### [About this exercise]
In the listing below, how many lines contain the word "blue"? Please respond with the number only.

┏━━

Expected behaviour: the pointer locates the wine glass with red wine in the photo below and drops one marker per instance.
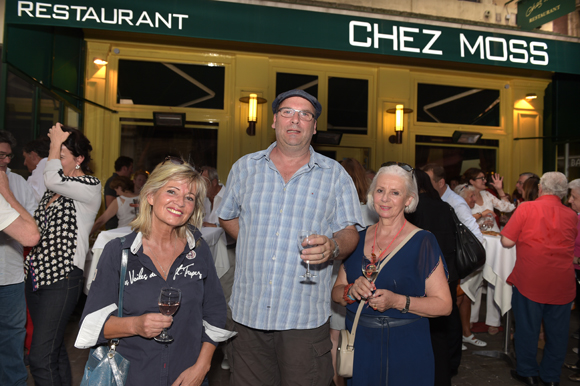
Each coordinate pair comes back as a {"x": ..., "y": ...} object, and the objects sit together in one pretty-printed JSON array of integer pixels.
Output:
[{"x": 169, "y": 300}]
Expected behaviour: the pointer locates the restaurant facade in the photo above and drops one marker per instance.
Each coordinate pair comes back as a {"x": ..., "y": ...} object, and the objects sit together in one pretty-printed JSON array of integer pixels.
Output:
[{"x": 147, "y": 79}]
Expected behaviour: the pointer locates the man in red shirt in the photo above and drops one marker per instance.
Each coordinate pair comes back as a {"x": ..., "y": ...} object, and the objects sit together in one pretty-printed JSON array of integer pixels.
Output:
[{"x": 544, "y": 231}]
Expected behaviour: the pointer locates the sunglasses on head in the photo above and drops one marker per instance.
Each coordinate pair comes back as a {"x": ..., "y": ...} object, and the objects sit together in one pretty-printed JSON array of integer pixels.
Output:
[
  {"x": 402, "y": 165},
  {"x": 173, "y": 160}
]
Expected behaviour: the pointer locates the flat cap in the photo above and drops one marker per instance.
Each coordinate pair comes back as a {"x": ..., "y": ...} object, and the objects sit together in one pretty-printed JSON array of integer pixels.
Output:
[{"x": 301, "y": 94}]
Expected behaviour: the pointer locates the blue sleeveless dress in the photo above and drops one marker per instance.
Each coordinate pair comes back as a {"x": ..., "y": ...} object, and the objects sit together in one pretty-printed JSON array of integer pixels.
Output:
[{"x": 401, "y": 355}]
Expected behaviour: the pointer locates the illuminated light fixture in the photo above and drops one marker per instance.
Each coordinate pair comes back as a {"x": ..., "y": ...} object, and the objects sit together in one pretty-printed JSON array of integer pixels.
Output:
[
  {"x": 466, "y": 137},
  {"x": 531, "y": 96},
  {"x": 399, "y": 112},
  {"x": 253, "y": 101}
]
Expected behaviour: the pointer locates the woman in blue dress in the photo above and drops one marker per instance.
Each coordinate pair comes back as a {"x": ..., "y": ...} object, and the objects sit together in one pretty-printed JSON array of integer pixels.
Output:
[{"x": 392, "y": 345}]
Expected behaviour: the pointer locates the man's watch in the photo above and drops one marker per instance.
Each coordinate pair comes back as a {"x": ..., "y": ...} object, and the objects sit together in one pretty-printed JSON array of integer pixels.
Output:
[{"x": 336, "y": 249}]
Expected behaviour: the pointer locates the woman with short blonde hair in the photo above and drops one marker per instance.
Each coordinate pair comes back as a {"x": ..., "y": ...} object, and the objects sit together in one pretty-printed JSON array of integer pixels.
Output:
[{"x": 165, "y": 250}]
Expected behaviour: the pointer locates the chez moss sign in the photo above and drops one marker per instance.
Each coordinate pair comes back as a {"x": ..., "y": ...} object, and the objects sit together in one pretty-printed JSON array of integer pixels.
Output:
[{"x": 307, "y": 28}]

┗━━

### [Exercise answer]
2